Please repeat the data exactly. Any picture in it stays out.
*** Opening Material shown ***
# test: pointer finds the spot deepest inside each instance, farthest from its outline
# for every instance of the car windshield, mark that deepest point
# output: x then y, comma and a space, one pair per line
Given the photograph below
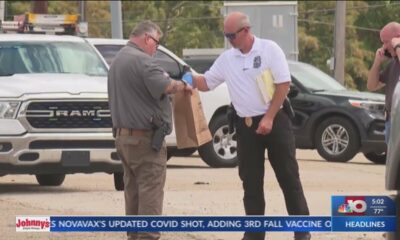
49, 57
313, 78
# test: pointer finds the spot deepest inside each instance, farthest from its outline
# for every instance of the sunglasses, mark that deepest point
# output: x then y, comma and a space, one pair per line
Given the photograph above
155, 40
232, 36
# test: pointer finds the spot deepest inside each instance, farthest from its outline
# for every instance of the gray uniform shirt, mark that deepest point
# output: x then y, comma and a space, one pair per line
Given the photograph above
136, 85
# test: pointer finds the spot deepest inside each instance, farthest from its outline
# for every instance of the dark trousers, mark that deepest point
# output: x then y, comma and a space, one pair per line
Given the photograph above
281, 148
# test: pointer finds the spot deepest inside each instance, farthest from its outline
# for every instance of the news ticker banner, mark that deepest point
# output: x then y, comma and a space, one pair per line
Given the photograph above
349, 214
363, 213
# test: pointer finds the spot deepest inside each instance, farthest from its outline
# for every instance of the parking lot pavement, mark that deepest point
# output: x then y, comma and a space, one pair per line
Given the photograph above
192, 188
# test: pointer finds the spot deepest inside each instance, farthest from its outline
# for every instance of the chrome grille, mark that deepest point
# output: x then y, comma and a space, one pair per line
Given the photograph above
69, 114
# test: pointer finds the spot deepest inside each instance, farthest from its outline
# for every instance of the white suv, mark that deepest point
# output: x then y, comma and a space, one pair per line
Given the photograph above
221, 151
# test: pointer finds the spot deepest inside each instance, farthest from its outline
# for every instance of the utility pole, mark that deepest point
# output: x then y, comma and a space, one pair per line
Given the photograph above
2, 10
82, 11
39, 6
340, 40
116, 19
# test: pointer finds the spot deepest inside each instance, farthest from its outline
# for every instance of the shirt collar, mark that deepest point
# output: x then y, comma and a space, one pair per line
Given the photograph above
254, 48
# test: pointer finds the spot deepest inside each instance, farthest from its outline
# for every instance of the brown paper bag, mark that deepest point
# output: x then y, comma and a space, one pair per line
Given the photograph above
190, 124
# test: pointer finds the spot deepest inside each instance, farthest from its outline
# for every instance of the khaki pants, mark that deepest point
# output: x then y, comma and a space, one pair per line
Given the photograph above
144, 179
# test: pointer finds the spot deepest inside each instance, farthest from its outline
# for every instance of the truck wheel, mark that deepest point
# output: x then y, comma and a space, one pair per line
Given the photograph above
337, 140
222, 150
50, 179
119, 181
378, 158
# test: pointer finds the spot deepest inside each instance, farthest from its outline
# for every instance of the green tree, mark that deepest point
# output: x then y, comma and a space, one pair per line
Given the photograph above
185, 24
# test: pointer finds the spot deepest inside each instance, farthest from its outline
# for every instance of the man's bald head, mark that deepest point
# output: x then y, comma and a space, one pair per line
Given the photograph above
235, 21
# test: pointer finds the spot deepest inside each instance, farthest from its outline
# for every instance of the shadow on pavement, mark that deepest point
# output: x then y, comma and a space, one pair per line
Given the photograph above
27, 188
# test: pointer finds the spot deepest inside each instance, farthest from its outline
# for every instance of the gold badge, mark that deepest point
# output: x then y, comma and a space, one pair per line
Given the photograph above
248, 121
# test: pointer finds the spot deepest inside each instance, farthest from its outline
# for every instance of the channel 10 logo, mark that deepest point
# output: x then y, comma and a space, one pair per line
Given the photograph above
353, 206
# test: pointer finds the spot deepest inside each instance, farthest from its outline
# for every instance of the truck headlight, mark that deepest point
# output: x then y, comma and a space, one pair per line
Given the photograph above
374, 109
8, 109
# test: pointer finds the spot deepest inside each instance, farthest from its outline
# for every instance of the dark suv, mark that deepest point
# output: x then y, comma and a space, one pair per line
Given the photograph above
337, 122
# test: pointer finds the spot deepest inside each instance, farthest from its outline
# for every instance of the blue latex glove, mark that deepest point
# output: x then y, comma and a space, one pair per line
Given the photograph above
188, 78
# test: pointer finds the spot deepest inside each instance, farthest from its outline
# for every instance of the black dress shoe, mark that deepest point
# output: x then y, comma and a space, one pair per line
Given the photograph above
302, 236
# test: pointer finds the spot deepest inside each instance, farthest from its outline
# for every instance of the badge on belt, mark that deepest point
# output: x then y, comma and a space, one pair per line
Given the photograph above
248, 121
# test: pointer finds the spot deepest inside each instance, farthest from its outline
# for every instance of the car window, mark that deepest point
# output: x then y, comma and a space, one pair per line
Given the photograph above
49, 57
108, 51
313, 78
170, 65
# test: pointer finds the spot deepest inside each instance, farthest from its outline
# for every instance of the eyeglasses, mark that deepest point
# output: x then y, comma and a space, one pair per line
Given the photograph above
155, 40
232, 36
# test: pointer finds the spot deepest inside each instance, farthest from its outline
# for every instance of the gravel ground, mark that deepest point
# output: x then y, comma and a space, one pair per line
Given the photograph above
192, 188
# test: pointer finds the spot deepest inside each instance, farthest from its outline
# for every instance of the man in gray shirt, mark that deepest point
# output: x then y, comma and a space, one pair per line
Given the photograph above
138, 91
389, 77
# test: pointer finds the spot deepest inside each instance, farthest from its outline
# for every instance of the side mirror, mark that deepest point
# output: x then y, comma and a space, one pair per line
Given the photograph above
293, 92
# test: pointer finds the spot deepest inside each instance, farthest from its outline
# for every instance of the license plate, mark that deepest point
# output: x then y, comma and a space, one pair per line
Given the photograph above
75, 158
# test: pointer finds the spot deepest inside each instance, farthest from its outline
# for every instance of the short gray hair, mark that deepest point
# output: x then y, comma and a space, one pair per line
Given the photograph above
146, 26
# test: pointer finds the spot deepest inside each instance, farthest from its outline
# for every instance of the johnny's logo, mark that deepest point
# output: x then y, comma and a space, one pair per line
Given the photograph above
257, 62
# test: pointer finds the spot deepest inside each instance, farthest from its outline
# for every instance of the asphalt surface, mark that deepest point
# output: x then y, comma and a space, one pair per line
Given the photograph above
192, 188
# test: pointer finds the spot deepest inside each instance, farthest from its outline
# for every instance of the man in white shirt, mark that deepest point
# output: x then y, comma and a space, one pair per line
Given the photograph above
*** Closing Material shown ***
- _Result of the exercise_:
# test: pointer finds the spot deepest inside each instance, farthest from its outline
# for every instance of the car windshield, mark that deepest point
# output: x then y, comma and a space, one pair per line
Given the photograph below
49, 57
313, 78
# test: pointer finds the spot deepest inside each instance, farthest from its outline
# for every instance of the sunglasses, mark that deepest point
# output: x then y, comma and a space, one pair per line
Given the photograph above
155, 40
232, 36
# test: pointer finds the spot deepest inside each instance, farthest from its outline
# for every instance of the gray uniform shirt, mark that deepest point
# output: x then y, comma and a space, one pair per line
Given the photograph above
136, 85
# test: pointer finds the spot deepest inside each instance, farthest from its outline
# for every instance of the dark trousers, mark that deepest point
# output: x then y, comma and a space, one pair per line
Given the photograph above
281, 148
# test: pointer finds the spot deepest inside each instance, farthest from its outline
# for every instance of the news ticker banner, mark that deepest point
# output: x then y, comma and a space, one pair per line
Given the photograph above
349, 214
363, 213
# test: pointer finds the spot deepest inside each instance, farthest from its outline
# for every instance of the parking lot pavement, mark that deepest point
# output: x then y, comma and a space, one pair per line
Given the photograph above
192, 188
# test: pointer finds the spot deepest inside each instance, farthest from its outline
# for every instance of the chrome grille, mark that deepest point
# output: x then y, comma and a space, one pair per line
Given the photograph above
69, 114
# test: pointer finds the spot deepest inside each instance, farthest from its outline
# for every instance of the white suv, mark that deepest point
# output: x then y, comma and a space, one pair per line
Given the photograph above
221, 151
# test: pointer finds the spot deepest inside each instance, farthest from its outline
# for every instance of the utility pole, mark that deepest point
# output: x then y, comma and a space, one pair per line
Given the photograph above
2, 10
82, 11
39, 6
340, 40
116, 19
# test: pointer finds the spot deepest inside each instance, farthest from its outline
# for every instance of the shirt collar, mark that deepest point
# output: x then y, comma and a space, one pair per line
Given the photograph above
254, 48
# test: pointer finds the spot deepest inside each instance, farthest from its outline
# for every instance of the brown paper bag, mark that deepest point
# output: x then y, comma and a space, one pair per line
Given the photograph above
190, 124
# test: pointer finds the spot deepest inside each instance, farthest from its outline
# for every instance of the khaki pants, mark that deepest point
# output: x then y, comma and a space, one pair per line
Given the photograph above
144, 179
# test: pointer finds the spot deepest inside each instance, farthest from its outline
# for every instance of the truck wheel, mark that deepest point
# output: x then y, comma and a space, one pair per line
Given the photograph above
337, 140
222, 150
50, 179
119, 181
378, 158
# test: pointer finds the spot deepest inside each instance, farthest from its outline
# for every instance of the green tree, mark that deepest point
# output: x then y, comma and a space, one pair per line
Given the photograph above
185, 24
# test: pointer finds the spot deepest inside each instance, farthest from its outline
# for every instance of the man's bald head, mark that deepest point
# output: x then y, comma and a space, one pair per line
Given the photograph above
235, 21
# test: pointer finds the spot deepest inside each instance, farthest from its outline
# for every instance of the shadow on pavement, mark that deepest point
# output: x then y, comma and a space, one pair per line
Given the photograph above
27, 188
# test: pointer finds the spot deepest inside each instance, farthest from its outline
# for every instance of the gold badge, mark that deepest point
# output: x then y, comma and a space, one pair per line
Given the photograph above
248, 121
# test: pointer finds the spot deepest inside each instance, farthest from its outline
# for every instance of the channel 10 logo, mark that deepest point
# output: x then y, comma and a space, one pair per line
Given the photograph above
353, 206
# test: pointer finds the spot deepest inside each instance, farthest from its outline
# for every instance of the truck headlight, mark that deepest point
# output: x then y, comma and a space, one pair per line
Given the photograph above
374, 109
8, 109
# test: pointer finds the spot deepest inside each instance, farthest from its outline
# for every instance of the dark suv, mark that deepest point
# output: x then y, comma and a space, one pair per line
Given the photograph above
337, 122
# test: pointer finds the spot deepest inside each instance, farthest from its outline
# for every instance of the blue latex glove, mark that deepest point
# output: x then y, comma and a space, one pair per line
Given the photograph above
188, 78
# test: pointer finds the spot deepest inside each instance, farthest from its outline
# for every instance of the black dress shoe, mark that deepest point
# output: x then y, comma and a space, one pair per line
Given the photograph above
302, 236
# test: pointer finds the spot deepest inside each instance, farthest from its outline
# for every instance of the badge on belt, mark that deepest point
# output: x then y, comma and a space, one pair per line
Given the photograph above
248, 121
# test: pointer finds the spot deepest inside each instance, farthest from its outline
# for every instance of the car window, mark that deepest point
# output: x then y, comma and a space, one pair per line
Given the photograph above
49, 57
108, 51
313, 78
170, 65
# test: pointer finds the spot deepest inside each instance, farthest from its outline
# for every instance of the eyeglasses, mark that deepest point
# output: x then y, comma and a space, one pair per line
Given the photograph above
155, 40
232, 36
# test: pointer finds the spot deepest inside each instance, farthest from its outline
# for every instance of the gravel ground, mark that deepest point
# output: x then y, comma and a space, one pair per line
Given the photograph above
192, 188
# test: pointer finds the spot deepest inside each instance, farthest from its outline
# for every instance of the man in gray shirt, mark that deepest point
# output: x then y, comma and a space, one pair per line
Given the photograph above
138, 91
389, 77
# test: pointer finds the spot deepest inside each instance, farthest from its outline
# for every instance of the side mirror, mark that deepest point
# output: x then y, comma and a space, one pair per line
Given the photograph above
293, 92
# test: pointer finds the spot deepest inside each instance, farthest from its outline
# for every instance of the license plate, mark that deepest point
# output: x then y, comma and a space, one pair per line
Given the photograph above
75, 158
# test: pointer finds the spot deepest inside each instance, farthest from its outline
# for every instance of the short gray hair, mark that deepest point
# output: x then y, comma and a space, one pair per line
Given the photograph above
146, 26
# test: pointer finds the spot deepest inside each instance, farthest from its outline
# for every instance of the johnny's logo, mark that deepest point
# output: x then y, comma and a space, one pair per line
Given the photograph above
257, 62
# test: pointer finds the spot deepest inside each instance, farthest from its outline
# for every instance of the asphalt surface, mark that deepest point
# output: x then y, comma and a space, one pair per line
Given the photograph above
192, 188
# test: pointer finds the spot deepest inside each instance, farthest from its outline
# for every instance of the man in white shirt, mark that deepest point
# output: x then y, comma and a space, one pair per line
Given the photograph above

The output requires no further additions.